### [YOUR TASKS]
1 – List every institution at which the article on Edward Pepperall below says he was educated.
2 – Retype the stretch of the Edward Pepperall article from "High Court Judge King's" through "High Court judge.".
3 – Extend the article on Edward Pepperall by writing on from its last sentence.

[Opening SELECTED EXCERPT section]

- Royal coat of arms of the United Kingdom

High Court Judge King's Bench Division
- Incumbent
- Assumed office 1 October 2018
- Monarchs: Elizabeth II Charles III

Personal details
- Born: 27 December 1966 (age 59) Bristol, England
- Alma mater: University of Birmingham

= Edward Pepperall =

British judge

Sir Edward Brian Pepperall (born 27 December 1966) is a British High Court judge.

Pepperall was born in Bristol, England and educated at Queen Elizabeth's Hospital in Bristol. His grandfather was former Conservative MP Harold Gurden. He completed an LLB at the University of Birmingham in 1988 and attended the Inns of Court School of Law thereafter.

He was called to the bar at Lincoln's Inn in 1989 and practised commercial and employment law, initially from 2 Fountain Court Chambers in Birmingham and then St Philips Chambers located in Birmingham and London, where he was deputy head of chambers from 2014 to 2017. He served as a recorder from 2009 to 2018 and took silk in 2013. He was appointed a deputy High Court judge in 2016. In addition to practice, he contributed to the White Book from 2015. Since 2017, he has been a judge on the Falkland Islands and Other Territories Court of Appeal.

On 1 October 2018, Pepperall was appointed a judge of the High Court and assigned to the Queen's Bench Division. He took the customary knighthood in the same year. He sits on the Technology and Construction Court. Since 2020, he has been Presiding Judge of the Midland Circuit.

==Personal life==
In 2003, Pepperall married Sarah Fardell, with whom he has a son and two daughters.

==Court Decisions==
In 2019, Pepperall was the judge who decided the challenge by Chris Williamson MP to his second suspension by the Labour Party. Unusually, he found that Labour had "acted unfairly in that there was no proper reason for reopening the case against Mr Williamson"; but he also refused to quash the suspension, as “there is nothing in the new allegations, the timing of the letter of 3 September, or the decision to suspend, that entitles me to take the view upon the papers that the Labour party is acting either unfairly or other than in good faith". Both sides then claimed to have won, but the BBC reported that Williamson had lost.

[Closing SELECTED EXCERPT section]
[Opening SOURCE MATERIAL section]

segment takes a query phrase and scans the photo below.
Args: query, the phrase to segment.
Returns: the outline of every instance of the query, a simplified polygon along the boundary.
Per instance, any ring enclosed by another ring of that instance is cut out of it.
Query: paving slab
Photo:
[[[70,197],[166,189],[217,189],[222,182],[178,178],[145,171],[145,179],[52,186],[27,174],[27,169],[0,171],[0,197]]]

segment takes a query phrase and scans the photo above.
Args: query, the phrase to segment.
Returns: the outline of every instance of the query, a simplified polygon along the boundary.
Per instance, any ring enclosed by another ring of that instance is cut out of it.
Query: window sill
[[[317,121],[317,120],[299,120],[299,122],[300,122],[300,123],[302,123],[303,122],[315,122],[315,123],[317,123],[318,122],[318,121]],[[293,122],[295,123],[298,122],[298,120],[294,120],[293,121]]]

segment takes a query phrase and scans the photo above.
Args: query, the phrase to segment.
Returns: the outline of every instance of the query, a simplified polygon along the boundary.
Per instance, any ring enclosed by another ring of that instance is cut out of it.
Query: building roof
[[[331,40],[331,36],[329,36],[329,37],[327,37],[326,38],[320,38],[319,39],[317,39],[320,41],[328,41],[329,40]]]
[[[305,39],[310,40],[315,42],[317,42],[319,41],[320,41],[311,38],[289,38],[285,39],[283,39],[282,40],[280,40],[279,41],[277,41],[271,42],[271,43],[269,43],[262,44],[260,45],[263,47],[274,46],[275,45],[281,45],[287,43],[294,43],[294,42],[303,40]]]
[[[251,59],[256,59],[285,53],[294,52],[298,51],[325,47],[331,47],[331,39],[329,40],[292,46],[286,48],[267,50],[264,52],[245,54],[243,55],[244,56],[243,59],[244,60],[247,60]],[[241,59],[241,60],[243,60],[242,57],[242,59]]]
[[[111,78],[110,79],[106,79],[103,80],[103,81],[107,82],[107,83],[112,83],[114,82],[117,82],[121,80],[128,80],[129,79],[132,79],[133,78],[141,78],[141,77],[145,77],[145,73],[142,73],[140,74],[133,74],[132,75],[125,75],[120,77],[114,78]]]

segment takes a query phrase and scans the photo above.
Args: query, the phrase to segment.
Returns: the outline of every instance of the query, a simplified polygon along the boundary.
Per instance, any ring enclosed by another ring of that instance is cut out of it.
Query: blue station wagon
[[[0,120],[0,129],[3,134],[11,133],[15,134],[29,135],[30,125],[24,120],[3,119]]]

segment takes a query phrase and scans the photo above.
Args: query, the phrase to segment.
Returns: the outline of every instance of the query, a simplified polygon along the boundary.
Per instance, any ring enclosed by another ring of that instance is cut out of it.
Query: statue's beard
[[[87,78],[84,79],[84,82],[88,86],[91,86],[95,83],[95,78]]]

[Closing SOURCE MATERIAL section]
[Opening SOURCE MATERIAL section]

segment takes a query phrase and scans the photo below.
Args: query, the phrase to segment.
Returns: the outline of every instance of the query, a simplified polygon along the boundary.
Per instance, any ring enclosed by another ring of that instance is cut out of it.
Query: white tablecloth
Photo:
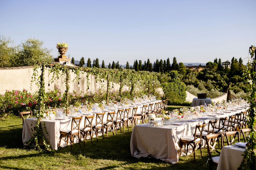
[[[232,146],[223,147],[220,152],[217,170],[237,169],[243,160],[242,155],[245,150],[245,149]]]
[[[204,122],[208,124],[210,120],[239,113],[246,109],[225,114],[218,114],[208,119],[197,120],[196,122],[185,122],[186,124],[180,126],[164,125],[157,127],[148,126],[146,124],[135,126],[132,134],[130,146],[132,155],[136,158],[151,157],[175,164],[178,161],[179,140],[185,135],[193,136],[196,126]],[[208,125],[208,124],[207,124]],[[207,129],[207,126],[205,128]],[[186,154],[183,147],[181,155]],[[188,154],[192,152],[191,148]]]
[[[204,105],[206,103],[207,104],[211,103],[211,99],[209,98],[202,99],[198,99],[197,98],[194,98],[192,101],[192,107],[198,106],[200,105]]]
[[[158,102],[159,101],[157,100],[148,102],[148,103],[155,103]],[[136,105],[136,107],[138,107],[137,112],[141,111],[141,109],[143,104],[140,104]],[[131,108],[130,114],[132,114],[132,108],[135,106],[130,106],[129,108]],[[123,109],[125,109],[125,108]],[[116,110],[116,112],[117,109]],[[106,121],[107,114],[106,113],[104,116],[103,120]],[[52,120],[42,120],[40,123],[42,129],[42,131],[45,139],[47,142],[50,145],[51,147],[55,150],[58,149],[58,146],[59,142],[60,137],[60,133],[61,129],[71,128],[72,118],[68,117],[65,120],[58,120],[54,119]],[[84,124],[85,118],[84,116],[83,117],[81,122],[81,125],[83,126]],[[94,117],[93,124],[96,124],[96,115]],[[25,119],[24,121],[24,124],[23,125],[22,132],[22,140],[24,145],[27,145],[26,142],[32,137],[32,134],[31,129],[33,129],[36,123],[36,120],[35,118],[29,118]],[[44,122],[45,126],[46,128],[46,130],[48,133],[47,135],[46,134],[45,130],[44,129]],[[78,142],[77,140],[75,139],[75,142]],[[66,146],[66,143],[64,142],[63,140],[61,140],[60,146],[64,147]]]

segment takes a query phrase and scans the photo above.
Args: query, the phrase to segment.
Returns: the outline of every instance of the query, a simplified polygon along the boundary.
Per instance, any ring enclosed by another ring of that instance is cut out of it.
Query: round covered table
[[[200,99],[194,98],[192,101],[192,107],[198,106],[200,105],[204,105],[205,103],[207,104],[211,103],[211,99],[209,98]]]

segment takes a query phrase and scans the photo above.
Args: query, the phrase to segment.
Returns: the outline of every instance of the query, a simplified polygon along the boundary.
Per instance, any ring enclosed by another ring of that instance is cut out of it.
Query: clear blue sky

[Closing SOURCE MATERIAL section]
[Opening SOURCE MATERIAL section]

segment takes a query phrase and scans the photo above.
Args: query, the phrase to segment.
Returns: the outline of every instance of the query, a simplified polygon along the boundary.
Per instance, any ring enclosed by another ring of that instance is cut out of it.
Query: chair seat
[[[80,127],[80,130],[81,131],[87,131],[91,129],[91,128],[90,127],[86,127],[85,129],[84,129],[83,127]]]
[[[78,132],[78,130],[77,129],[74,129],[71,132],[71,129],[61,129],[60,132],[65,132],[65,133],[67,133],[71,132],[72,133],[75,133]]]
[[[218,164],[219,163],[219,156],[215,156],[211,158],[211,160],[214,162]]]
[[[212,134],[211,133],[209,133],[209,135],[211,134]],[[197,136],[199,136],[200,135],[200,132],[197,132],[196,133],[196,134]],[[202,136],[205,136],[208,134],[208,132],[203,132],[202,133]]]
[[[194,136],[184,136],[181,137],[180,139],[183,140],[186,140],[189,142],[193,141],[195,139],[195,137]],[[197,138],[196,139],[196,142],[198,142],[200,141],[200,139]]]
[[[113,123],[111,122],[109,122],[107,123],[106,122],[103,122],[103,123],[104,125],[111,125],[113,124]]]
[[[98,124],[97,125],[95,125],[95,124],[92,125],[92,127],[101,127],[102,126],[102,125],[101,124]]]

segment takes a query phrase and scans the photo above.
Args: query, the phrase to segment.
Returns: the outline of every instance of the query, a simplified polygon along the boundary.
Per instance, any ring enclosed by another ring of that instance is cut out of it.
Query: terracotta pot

[Closing SOURCE MATERIAL section]

### [OUTPUTS FOR THE TASKS]
1 – Queen Elizabeth's Hospital in Bristol, the University of Birmingham, and the Inns of Court School of Law.

2 –
High Court Judge King's Bench Division
- Incumbent
- Assumed office 1 October 2018
- Monarchs: Elizabeth II Charles III

Personal details
- Born: 27 December 1966 (age 59) Bristol, England
- Alma mater: University of Birmingham

= Edward Pepperall =

British judge

Sir Edward Brian Pepperall (born 27 December 1966) is a British High Court judge.

3 –
Passing judgment in a case that caused national debate and protests, in June 2023 Pepperall sentenced Carla Foster, a mother of three, to a 28 month prison term for inducing an abortion in a gestational range the coroner estimated at 32 to 34 weeks of pregnancy. The ceiling for legal abortion in England and Wales is 24 weeks and after 10 weeks such a procedure must be carried out in a clinic. Convicting Foster under the Offences Against the Person Act 1861, Pepperall ruled that half of the defendant's sentence should be spent in custody, stating that the sentence would likely have been suspended had she pleaded guilty earlier Foster had three other young childen, including one with special needs. Pepperall also acknowledged that Foster suffered from depression. Stella Creasy MP called for urgent reform of the law, saying, "The average prison sentence for a violent offence in England is 18 months. A woman who had an abortion without following correct procedures just got 28 months under an 1868 act - we need urgent reform to make safe access for all women in England, Scotland and Wales a human right."